Turn the paragraph of the sports briefs that begins "The AP national championship is the 11th" into a short bulleted list of its main facts.

> **EXERCISE PASSAGE**
+---+
Monday’s Sports in Brief
ATLANTA (AP) — Alabama was voted No. 1 in the final Associated Press college football poll after the Crimson Tide beat Georgia in the national championship game. Unbeaten Central Florida finished sixth.
The Crimson Tide received 57 of 61 first-place votes from the media panel after its 26-23 overtime win. UCF received the other four.
Georgia finished second and Oklahoma was third, followed by Clemson and Ohio State.
The AP national championship is the 11th for the Crimson Tide, three more than any other school, and fifth under coach Nick Saban since 2009. Alabama becomes the first preseason No. 1 to finish No. 1 since Southern California in 2004 and for the fourth time two teams from the same conference finished Nos. 1 and 2.
ATLANTA (AP) — President Donald Trump got his own national anthem moment when he took the field before Alabama and Georgia faced off in the college football national championship.
Months after wading into the culture war over protests during the anthem, the president was greeted by tens of thousands in Atlanta with cheers and a smattering of boos. After ROTC members escorted him onto the field, the president stood with his hand over his heart and an American flag pin on his lapel. He sang a few words as Georgia’s Zac Brown Band and a gospel choir performed the anthem.
+---+
> **ENTRIES PROVIDED**
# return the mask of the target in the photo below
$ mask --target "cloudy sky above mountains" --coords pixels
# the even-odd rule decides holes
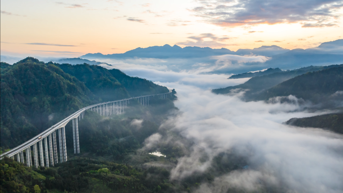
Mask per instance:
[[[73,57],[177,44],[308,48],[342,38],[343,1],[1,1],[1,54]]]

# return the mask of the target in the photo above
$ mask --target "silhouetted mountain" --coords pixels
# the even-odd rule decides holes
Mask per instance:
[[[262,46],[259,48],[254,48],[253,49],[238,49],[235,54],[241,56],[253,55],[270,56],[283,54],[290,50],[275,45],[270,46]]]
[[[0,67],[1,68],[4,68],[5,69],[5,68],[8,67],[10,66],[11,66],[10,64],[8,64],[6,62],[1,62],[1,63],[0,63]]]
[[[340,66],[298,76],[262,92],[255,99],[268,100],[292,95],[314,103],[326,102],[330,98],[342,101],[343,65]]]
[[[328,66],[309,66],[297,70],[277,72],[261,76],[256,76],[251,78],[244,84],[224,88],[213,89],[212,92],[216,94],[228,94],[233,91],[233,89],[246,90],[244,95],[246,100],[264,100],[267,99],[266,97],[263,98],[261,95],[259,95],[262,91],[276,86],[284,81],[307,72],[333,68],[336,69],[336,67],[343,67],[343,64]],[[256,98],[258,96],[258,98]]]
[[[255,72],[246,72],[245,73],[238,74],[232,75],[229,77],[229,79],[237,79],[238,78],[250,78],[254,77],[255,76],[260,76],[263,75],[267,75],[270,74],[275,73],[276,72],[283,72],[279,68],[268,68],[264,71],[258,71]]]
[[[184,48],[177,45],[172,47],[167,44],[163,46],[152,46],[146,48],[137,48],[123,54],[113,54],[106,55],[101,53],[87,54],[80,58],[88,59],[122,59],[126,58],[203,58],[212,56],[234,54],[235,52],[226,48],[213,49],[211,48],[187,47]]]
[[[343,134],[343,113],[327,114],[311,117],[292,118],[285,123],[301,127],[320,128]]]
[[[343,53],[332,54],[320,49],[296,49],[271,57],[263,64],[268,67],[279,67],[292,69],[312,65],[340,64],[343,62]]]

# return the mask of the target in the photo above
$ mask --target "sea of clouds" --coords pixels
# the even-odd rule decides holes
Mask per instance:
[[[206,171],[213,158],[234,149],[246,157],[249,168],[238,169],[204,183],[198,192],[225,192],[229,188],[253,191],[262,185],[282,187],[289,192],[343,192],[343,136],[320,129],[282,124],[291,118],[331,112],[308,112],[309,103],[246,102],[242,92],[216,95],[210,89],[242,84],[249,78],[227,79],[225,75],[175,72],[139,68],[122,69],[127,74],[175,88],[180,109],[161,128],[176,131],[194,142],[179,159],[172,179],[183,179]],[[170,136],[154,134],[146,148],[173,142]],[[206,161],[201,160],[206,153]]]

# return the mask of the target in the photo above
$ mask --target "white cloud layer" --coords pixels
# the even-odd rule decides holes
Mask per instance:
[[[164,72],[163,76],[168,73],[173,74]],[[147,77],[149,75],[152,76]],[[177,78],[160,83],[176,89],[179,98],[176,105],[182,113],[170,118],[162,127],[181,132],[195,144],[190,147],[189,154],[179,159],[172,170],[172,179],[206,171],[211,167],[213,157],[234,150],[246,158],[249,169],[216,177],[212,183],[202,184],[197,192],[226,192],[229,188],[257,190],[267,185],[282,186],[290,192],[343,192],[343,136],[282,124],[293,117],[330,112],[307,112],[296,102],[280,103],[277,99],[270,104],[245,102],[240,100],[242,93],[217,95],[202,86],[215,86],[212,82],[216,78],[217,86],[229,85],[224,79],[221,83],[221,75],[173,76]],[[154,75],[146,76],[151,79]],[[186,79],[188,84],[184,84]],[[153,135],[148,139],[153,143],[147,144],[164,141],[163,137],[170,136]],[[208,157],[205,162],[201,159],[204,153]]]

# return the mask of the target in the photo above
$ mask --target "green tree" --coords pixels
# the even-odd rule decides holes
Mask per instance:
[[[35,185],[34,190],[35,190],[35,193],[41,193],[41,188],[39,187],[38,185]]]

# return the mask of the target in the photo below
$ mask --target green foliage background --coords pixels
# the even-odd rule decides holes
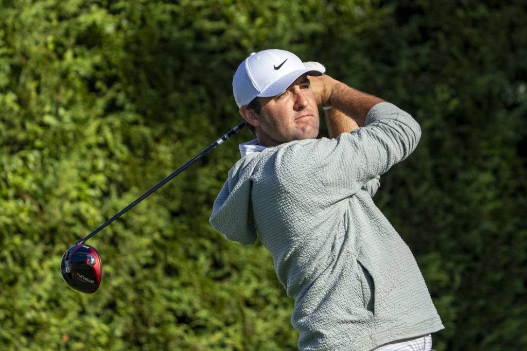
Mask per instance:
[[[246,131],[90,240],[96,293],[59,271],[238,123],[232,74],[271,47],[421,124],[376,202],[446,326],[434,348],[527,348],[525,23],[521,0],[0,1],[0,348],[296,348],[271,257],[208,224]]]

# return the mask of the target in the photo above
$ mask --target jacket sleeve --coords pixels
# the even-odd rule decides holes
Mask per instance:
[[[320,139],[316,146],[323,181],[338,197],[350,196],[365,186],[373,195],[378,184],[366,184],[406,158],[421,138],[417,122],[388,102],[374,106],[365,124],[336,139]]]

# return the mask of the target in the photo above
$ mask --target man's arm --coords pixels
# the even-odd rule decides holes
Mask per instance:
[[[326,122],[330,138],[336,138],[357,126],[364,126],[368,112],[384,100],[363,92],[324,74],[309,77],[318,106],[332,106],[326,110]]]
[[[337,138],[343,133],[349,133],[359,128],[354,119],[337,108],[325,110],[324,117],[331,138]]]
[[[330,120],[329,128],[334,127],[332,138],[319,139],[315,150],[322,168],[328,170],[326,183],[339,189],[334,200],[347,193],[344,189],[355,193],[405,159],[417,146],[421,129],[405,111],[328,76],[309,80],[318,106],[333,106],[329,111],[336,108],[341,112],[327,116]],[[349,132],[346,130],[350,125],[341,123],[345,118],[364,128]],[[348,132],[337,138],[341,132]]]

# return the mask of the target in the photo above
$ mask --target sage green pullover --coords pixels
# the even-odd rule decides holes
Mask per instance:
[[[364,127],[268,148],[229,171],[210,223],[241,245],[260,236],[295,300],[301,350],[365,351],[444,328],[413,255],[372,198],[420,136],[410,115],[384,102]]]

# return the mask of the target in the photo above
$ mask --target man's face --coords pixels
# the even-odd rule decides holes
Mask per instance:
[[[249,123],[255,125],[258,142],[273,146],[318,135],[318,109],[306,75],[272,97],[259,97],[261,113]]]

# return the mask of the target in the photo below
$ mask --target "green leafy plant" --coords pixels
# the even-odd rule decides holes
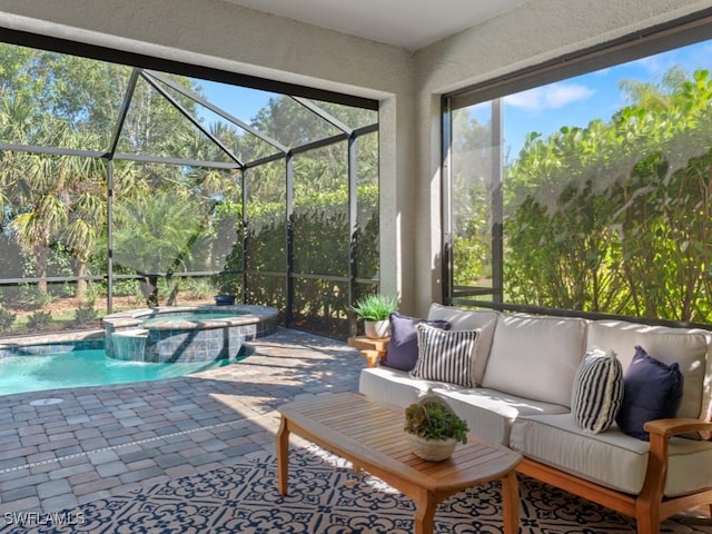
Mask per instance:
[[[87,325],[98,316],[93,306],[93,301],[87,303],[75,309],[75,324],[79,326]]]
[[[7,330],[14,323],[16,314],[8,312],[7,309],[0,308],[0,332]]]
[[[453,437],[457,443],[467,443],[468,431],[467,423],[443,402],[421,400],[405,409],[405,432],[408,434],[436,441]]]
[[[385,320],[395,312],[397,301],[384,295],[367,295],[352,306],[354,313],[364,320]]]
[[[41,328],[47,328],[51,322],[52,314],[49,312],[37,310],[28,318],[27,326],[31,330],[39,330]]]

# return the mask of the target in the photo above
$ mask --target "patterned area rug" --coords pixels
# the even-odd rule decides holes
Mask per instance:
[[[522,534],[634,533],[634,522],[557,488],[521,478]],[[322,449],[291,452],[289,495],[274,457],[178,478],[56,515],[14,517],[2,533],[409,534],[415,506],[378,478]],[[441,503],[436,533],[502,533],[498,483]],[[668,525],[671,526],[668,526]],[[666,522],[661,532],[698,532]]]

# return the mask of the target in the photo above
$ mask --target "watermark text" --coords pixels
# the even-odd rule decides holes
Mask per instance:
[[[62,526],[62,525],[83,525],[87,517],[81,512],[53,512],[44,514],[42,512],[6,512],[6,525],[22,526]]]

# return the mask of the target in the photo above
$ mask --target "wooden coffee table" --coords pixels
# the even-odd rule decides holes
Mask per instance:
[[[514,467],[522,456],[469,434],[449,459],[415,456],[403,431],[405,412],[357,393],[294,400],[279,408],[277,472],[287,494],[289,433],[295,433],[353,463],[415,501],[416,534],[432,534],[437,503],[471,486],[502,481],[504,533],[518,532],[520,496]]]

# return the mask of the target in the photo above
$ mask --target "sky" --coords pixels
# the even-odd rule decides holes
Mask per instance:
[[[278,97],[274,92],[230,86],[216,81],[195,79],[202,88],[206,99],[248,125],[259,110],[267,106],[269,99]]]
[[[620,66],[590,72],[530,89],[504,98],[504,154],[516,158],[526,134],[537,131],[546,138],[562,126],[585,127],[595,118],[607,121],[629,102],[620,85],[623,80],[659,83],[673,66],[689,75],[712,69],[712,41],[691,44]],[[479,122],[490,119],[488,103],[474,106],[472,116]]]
+---+
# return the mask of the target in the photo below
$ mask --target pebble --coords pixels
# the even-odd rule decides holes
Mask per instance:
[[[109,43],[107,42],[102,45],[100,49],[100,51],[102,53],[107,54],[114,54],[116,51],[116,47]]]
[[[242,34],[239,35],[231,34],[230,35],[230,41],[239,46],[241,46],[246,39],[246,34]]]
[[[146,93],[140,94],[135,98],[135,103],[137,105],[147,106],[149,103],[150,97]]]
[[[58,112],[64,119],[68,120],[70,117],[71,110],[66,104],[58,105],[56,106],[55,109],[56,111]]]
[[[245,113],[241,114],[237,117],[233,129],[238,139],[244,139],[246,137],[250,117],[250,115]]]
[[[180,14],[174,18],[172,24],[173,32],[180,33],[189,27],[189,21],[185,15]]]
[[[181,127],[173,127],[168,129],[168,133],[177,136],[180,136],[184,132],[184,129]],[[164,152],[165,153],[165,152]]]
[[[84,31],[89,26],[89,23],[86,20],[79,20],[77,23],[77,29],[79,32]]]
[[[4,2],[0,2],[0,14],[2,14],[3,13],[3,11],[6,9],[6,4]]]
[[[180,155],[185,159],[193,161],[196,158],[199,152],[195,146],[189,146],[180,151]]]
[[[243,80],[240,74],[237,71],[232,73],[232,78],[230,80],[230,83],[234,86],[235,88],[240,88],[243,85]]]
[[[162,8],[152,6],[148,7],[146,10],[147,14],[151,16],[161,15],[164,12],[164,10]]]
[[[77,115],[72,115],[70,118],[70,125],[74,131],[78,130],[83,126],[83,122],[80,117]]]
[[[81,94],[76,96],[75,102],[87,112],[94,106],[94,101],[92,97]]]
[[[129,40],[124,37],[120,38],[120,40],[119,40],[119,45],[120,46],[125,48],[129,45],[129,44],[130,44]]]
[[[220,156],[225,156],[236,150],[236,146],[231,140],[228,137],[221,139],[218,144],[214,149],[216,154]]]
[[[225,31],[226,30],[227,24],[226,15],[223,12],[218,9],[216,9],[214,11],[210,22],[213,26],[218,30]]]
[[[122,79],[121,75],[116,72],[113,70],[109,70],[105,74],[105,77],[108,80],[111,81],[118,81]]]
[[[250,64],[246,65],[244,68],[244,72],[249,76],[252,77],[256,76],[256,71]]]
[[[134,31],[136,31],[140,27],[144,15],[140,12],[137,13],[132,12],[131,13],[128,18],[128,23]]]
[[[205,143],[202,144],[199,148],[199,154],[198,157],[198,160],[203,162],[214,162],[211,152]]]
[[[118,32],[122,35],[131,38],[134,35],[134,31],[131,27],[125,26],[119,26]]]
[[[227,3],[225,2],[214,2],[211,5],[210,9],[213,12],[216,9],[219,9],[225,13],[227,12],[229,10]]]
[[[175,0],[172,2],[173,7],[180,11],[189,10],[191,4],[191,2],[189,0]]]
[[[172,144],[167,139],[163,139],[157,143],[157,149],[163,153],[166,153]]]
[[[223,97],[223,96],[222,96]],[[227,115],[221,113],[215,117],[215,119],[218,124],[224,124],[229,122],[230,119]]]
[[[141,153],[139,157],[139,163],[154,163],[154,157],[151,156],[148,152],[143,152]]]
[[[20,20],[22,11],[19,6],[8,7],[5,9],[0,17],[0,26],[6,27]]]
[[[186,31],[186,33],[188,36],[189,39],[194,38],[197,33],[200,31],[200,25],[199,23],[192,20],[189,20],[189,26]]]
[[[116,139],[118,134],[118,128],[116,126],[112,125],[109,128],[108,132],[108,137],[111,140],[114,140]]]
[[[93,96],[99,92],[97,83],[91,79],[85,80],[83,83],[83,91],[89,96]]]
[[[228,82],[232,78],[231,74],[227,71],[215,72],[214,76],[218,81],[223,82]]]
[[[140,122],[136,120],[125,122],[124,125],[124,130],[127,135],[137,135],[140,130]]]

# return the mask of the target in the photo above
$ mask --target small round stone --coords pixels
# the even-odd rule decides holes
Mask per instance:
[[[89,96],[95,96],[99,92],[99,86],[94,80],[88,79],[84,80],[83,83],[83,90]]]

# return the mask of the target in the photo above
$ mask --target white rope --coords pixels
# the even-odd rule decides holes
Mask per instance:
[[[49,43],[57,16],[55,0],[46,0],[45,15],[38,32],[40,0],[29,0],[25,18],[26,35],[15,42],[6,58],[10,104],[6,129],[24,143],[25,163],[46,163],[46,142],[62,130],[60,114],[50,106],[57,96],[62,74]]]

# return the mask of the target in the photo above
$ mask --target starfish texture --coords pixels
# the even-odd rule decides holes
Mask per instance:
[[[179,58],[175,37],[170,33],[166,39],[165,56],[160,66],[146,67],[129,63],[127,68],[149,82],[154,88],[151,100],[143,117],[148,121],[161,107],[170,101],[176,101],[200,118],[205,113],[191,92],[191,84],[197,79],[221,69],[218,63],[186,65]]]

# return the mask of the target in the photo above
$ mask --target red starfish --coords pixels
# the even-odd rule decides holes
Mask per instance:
+---+
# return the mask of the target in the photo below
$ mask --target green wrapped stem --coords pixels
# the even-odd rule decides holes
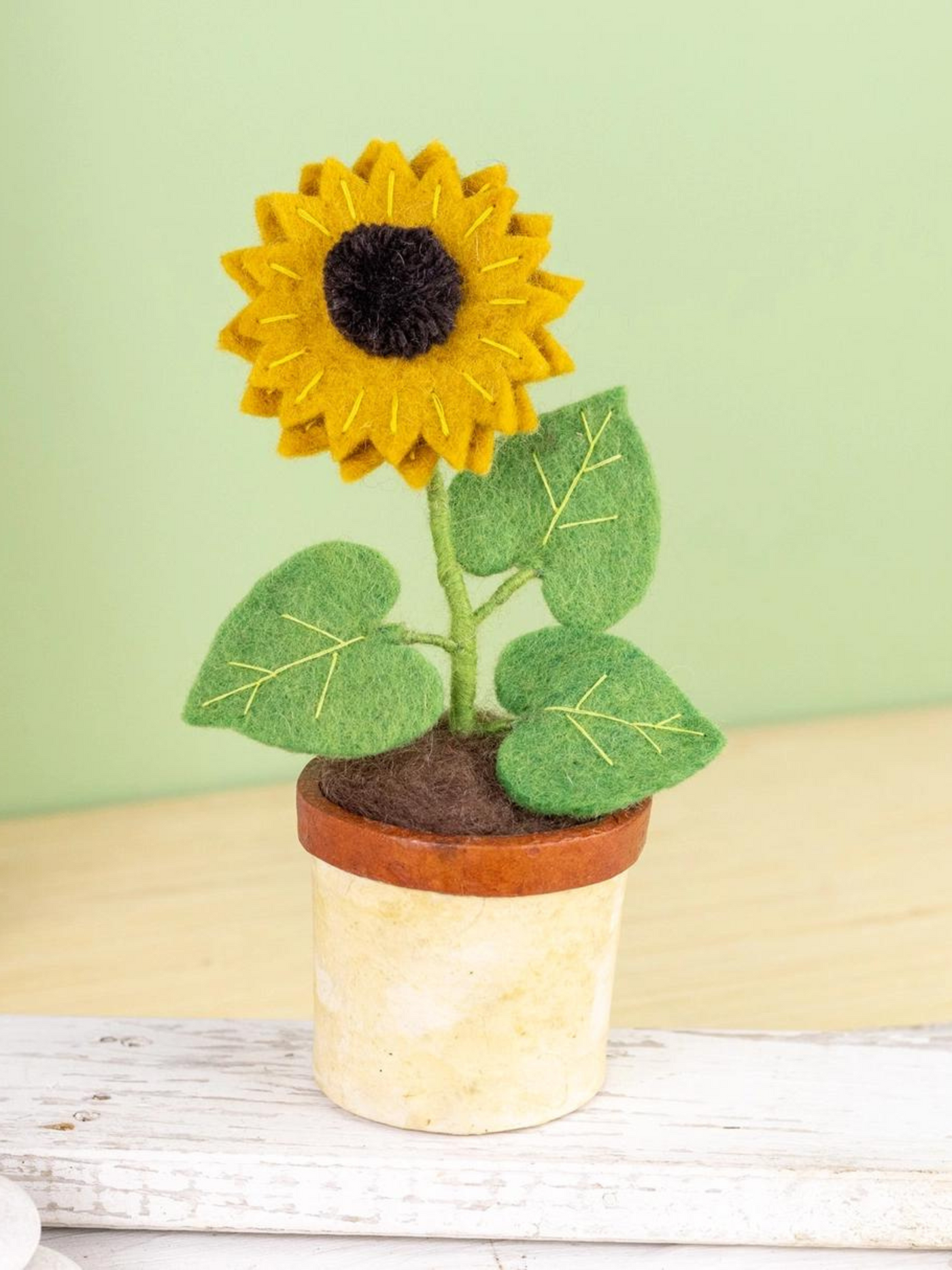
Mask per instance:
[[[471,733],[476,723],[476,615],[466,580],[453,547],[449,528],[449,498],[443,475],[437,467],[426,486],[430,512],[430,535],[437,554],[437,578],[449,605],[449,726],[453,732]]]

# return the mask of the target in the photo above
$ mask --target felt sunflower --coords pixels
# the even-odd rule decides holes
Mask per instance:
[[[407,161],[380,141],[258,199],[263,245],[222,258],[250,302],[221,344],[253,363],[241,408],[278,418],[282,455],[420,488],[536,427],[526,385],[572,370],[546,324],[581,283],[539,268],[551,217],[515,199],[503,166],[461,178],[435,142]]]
+---+
> **OUTPUT FOR THIS TASK**
- The AP national championship is Alabama's 11th, three more than any other school.
- It is Alabama's fifth under coach Nick Saban since 2009.
- Alabama is the first preseason No. 1 to finish No. 1 since Southern California in 2004.
- It is the fourth time two teams from the same conference finished Nos. 1 and 2.